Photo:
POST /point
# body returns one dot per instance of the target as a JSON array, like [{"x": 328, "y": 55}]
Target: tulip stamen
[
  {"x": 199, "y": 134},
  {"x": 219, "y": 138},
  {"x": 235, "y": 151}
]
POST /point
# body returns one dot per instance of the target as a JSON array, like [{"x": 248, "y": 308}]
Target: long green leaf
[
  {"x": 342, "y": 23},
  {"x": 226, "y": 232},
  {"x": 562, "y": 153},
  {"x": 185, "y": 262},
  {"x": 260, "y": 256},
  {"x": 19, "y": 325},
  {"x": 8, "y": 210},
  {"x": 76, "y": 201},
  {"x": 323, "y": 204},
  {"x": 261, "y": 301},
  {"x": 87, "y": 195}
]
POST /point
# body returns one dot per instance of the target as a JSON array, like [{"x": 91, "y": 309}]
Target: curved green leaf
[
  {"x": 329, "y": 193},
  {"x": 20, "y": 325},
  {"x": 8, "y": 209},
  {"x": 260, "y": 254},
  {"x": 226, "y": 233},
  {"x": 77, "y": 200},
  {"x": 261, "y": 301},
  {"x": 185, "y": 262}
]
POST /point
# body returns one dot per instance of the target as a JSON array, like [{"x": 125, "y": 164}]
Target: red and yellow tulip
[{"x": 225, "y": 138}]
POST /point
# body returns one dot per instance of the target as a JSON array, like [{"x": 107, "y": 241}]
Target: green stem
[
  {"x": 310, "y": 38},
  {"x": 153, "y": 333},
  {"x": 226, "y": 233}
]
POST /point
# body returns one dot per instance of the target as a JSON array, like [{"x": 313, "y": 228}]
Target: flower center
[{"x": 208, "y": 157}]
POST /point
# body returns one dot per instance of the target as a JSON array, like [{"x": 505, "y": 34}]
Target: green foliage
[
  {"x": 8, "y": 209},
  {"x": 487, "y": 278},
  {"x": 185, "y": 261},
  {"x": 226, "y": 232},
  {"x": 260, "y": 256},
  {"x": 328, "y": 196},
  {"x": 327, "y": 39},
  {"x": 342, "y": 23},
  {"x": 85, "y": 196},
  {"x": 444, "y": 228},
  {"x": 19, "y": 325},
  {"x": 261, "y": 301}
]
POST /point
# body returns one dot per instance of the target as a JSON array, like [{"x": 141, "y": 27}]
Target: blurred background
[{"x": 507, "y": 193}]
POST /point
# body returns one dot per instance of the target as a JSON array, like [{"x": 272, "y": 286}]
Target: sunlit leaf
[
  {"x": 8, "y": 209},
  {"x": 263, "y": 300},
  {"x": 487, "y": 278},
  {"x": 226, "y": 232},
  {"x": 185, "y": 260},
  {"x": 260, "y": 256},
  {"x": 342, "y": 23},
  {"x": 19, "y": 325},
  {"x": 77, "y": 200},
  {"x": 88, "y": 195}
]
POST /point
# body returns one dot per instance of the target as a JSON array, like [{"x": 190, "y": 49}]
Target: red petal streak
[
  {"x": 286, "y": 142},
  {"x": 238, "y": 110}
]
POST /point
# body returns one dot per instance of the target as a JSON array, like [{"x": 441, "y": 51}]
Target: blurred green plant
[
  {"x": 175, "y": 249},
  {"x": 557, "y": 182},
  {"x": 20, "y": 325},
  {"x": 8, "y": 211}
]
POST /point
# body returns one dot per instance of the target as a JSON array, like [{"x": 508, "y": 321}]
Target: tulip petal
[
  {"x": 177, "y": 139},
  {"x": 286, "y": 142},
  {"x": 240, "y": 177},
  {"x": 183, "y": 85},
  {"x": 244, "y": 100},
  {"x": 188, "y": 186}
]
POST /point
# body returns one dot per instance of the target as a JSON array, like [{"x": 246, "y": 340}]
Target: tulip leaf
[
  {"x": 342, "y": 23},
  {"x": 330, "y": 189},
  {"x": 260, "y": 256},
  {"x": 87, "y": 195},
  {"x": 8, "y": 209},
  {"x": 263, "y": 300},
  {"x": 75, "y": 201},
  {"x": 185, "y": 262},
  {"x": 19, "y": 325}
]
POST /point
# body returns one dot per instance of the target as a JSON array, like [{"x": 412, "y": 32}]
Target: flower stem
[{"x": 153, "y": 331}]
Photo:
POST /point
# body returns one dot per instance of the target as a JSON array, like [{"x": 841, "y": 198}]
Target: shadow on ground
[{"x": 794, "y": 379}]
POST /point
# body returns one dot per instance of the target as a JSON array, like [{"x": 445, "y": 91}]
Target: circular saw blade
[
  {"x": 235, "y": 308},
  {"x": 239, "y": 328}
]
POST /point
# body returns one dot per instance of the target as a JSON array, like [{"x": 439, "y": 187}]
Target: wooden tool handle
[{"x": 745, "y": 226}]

WHAT IS REQUIRED: Retype the whole listing above exactly.

ANSWER FOR THIS EXERCISE:
Photo:
POST /point
# body returns one dot per instance of the target as a JSON array, like [{"x": 328, "y": 55}]
Target: tulip stamen
[
  {"x": 199, "y": 134},
  {"x": 219, "y": 138},
  {"x": 235, "y": 151}
]
POST /point
# body returns one dot per instance of the target as a JSON array, like [{"x": 248, "y": 308}]
Target: long green leaf
[
  {"x": 342, "y": 23},
  {"x": 226, "y": 232},
  {"x": 562, "y": 153},
  {"x": 185, "y": 262},
  {"x": 260, "y": 256},
  {"x": 19, "y": 325},
  {"x": 8, "y": 210},
  {"x": 76, "y": 201},
  {"x": 323, "y": 204},
  {"x": 261, "y": 301},
  {"x": 87, "y": 195}
]
POST /point
# body returns one dot per instance of the target as a JSON array, like [{"x": 91, "y": 309}]
Target: curved green leaf
[
  {"x": 329, "y": 193},
  {"x": 20, "y": 325},
  {"x": 8, "y": 209},
  {"x": 260, "y": 254},
  {"x": 226, "y": 233},
  {"x": 77, "y": 200},
  {"x": 261, "y": 301},
  {"x": 185, "y": 262}
]
POST /point
# body returns one dot per instance of the target as a JSON array, like [{"x": 125, "y": 164}]
Target: red and yellow tulip
[{"x": 225, "y": 138}]
POST /point
# body returns one dot per instance of the target as a JSON array, like [{"x": 107, "y": 241}]
Target: green stem
[
  {"x": 310, "y": 38},
  {"x": 153, "y": 333},
  {"x": 226, "y": 233}
]
POST /point
# body returns one dot per instance of the target as a JSON array, like [{"x": 313, "y": 228}]
Target: flower center
[{"x": 208, "y": 157}]
POST /point
# body returns one dot per instance of the target as a JSON array, like [{"x": 505, "y": 34}]
Target: green foliage
[
  {"x": 8, "y": 209},
  {"x": 487, "y": 278},
  {"x": 185, "y": 261},
  {"x": 226, "y": 232},
  {"x": 260, "y": 256},
  {"x": 328, "y": 196},
  {"x": 327, "y": 39},
  {"x": 342, "y": 23},
  {"x": 85, "y": 196},
  {"x": 444, "y": 228},
  {"x": 19, "y": 325},
  {"x": 261, "y": 301}
]
POST /point
# body returns one dot per instance of the target as a JSON array, like [{"x": 141, "y": 27}]
Target: blurred background
[{"x": 507, "y": 193}]
POST /point
# body returns one dot per instance of the target as a JSON array, like [{"x": 272, "y": 286}]
Target: sunlit leaf
[
  {"x": 8, "y": 209},
  {"x": 263, "y": 300},
  {"x": 487, "y": 278},
  {"x": 226, "y": 232},
  {"x": 185, "y": 260},
  {"x": 260, "y": 256},
  {"x": 342, "y": 23},
  {"x": 19, "y": 325},
  {"x": 77, "y": 200},
  {"x": 88, "y": 195}
]
POST /point
# body returns one dot per instance of the target as a JSON array, like [{"x": 190, "y": 49}]
Target: red petal streak
[
  {"x": 286, "y": 142},
  {"x": 238, "y": 110}
]
POST /point
# body returns one dot per instance of the target as a JSON array, like [{"x": 441, "y": 51}]
Target: blurred green plant
[
  {"x": 175, "y": 249},
  {"x": 557, "y": 182},
  {"x": 20, "y": 325},
  {"x": 8, "y": 211}
]
POST /point
# body returns one dot per instance of the target as a JSON array, like [{"x": 508, "y": 321}]
Target: tulip petal
[
  {"x": 177, "y": 139},
  {"x": 286, "y": 142},
  {"x": 240, "y": 177},
  {"x": 183, "y": 85},
  {"x": 244, "y": 100},
  {"x": 188, "y": 186}
]
POST /point
# body returns one dot per instance of the target as a JSON array, like [{"x": 246, "y": 340}]
Target: tulip leaf
[
  {"x": 342, "y": 23},
  {"x": 330, "y": 189},
  {"x": 260, "y": 256},
  {"x": 87, "y": 195},
  {"x": 8, "y": 209},
  {"x": 263, "y": 300},
  {"x": 75, "y": 201},
  {"x": 185, "y": 262},
  {"x": 19, "y": 325}
]
POST /point
# body returns one dot per instance of the target as a JSON array, like [{"x": 412, "y": 32}]
Target: flower stem
[{"x": 153, "y": 331}]
Photo:
POST /point
# body returns one dot per instance of the target as a JSON array, like [{"x": 841, "y": 198}]
Target: shadow on ground
[{"x": 794, "y": 379}]
POST /point
# body returns one dot per instance of the target as a JSON array, like [{"x": 445, "y": 91}]
Target: circular saw blade
[
  {"x": 235, "y": 308},
  {"x": 239, "y": 328}
]
POST /point
# body returns one dot per instance of the target as a JSON array, like [{"x": 439, "y": 187}]
Target: wooden tool handle
[{"x": 745, "y": 226}]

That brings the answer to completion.